■ Task A
In the forum thread on filling Word templates with the OpenXML SDK, what license is the linked library released under?
■ Task B
Pick up the forum thread on filling Word templates with the OpenXML SDK where it ends, and carry on from its last line.

Start of Page extract

Fill word template data using openXML SDK - c#

I have an word file template and xml file for data. I want to find content Content control in word and get data from xml and then replace text in word template. i'm using the following code but it is not updating word file.
using (WordprocessingDocument document = WordprocessingDocument.CreateFromTemplate(txtWordFile.Text))
{
MainDocumentPart mainPart = document.MainDocumentPart;
IEnumerable<SdtBlock> block = mainPart.Document.Body.Descendants<SdtBlock>().Where
(r => r.SdtProperties.GetFirstChild<Tag>().Val == "TotalClose");
Text t = block.Descendants<Text>().Single();
t.Text = "13,450,542";
mainPart.Document.Save();
}

For anyone still struggling with this - you can check out this library https://github.com/antonmihaylov/OpenXmlTemplates
With it you can replace the text inside all content controls of the document based on a JSON object (or a basic C# dictionary) without writing specific code, instead you specify the variable name in the tag of the content control.
(Note - i am the maker of that library, but it is open sourced and licensed under LGPLv3)

I think you should write changes to temporary file.
See Save modified WordprocessingDocument to new file or my code from work project:
MemoryStream yourDocStream = new MemoryStream();
... // populate yourDocStream with .docx bytes
using (Package package = Package.Open(yourDocStream, FileMode.Open, FileAccess.ReadWrite))

End of Page extract
Start of Dataset entries

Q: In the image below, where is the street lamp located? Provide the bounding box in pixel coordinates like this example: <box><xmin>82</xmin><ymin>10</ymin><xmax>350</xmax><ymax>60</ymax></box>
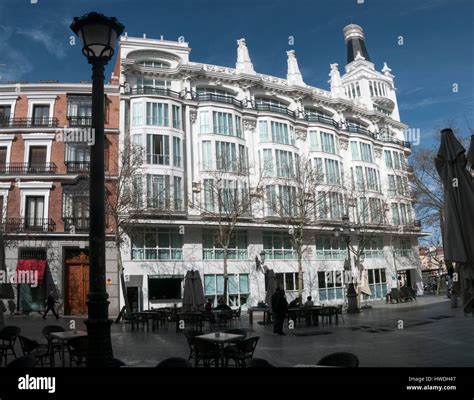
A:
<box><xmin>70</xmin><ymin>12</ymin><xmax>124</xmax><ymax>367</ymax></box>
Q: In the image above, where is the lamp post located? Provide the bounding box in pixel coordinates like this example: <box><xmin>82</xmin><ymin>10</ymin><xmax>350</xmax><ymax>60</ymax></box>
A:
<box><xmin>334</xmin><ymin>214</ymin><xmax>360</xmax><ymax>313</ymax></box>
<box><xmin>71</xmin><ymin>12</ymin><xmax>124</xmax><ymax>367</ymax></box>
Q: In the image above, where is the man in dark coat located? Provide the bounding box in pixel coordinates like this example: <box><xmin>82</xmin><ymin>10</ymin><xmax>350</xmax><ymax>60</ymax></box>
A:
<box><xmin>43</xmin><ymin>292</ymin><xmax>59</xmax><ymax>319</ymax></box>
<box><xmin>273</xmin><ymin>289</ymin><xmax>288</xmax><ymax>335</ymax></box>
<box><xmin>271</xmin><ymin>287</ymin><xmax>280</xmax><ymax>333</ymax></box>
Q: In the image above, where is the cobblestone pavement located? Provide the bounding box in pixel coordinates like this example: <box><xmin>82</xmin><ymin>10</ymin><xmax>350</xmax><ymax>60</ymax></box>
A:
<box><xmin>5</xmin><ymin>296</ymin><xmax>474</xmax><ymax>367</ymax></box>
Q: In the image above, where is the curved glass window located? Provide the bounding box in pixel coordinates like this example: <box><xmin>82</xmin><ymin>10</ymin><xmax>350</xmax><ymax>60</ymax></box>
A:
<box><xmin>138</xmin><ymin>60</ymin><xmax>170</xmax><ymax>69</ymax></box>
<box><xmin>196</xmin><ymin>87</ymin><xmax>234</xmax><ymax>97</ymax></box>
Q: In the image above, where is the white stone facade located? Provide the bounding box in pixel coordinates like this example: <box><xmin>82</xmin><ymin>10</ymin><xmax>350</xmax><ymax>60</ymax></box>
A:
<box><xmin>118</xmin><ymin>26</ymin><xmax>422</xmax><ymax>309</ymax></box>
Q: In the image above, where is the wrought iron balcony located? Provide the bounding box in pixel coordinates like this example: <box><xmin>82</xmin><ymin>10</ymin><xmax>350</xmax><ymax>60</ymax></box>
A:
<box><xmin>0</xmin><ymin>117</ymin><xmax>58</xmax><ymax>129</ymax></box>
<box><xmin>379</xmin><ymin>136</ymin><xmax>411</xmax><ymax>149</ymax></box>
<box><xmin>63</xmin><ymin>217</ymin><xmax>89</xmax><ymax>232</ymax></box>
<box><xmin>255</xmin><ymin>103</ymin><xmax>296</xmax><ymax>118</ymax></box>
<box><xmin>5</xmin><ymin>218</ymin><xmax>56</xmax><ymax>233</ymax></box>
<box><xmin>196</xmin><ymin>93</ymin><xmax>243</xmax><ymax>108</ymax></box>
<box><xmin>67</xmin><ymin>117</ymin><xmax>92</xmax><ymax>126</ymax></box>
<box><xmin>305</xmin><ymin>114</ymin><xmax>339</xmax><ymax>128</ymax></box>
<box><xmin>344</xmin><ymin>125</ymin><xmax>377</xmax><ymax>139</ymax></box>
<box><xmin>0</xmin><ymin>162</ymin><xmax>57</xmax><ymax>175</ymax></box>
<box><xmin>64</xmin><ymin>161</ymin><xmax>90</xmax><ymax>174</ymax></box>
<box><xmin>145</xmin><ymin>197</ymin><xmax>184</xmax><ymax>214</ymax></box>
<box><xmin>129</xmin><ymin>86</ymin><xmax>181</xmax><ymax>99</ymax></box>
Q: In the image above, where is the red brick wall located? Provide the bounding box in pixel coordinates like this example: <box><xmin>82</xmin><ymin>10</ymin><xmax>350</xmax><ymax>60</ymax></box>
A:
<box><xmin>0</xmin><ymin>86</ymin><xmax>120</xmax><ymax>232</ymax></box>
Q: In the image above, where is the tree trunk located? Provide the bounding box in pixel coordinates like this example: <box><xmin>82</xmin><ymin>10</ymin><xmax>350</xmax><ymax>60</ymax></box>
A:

End of Dataset entries

■ Exercise response A
LGPLv3

■ Exercise response B
{
// Load the document XML in the part into an XDocument instance.
PackagePart packagePart = LoadXmlPackagePart(package);
XDocument xDocument = XDocument.Load(XmlReader.Create(packagePart.GetStream()));
// making changes
// Save the XML into the package
using (XmlWriter xw = XmlWriter.Create(packagePart.GetStream(FileMode.Create, FileAccess.Write)))
{
xDocument.Save(xw);
}
var resultDocumentBytes = yourDocStream.ToArray();
}

The basic approach you use works fine, but I'm surprised you're not getting any compile-time errors because
IEnumerable<SdtBlock> block = mainPart.Document
.Body
.Descendants<SdtBlock>()
.Where(r => r.SdtProperties.GetFirstChild<Tag>().Val == "TotalClose");
is not compatible with
Text t = block.Descendants<Text>().Single();
block, as IEnumerable has no Descendants property. You either need to loop through all the items in IEnumerable and perform this on each item, or you need to define and instantiate a single item, like this:
using (WordprocessingDocument document = WordprocessingDocument.CreateFromTemplate(txtWordFile.Text))
{
MainDocumentPart mainPart = pkgDoc.MainDocumentPart;
SdtBlock block = mainPart.Document.Body.Descendants<SdtBlock>().Where
(r => r.SdtProperties.GetFirstChild<Tag>().Val == "test1").FirstOrDefault();
Text t = block.Descendants<Text>().Single();
t.Text = "13,450,542";
mainPart.Document.Save();
}

Related

Adding multiple images to a docx file using xslt template

So I need to generate a docx file for reporting purposes. This report contains text, tables and a lot of images.
So far, I managed to add text and a table (and populate it based on the content of my xml using an xslt transform).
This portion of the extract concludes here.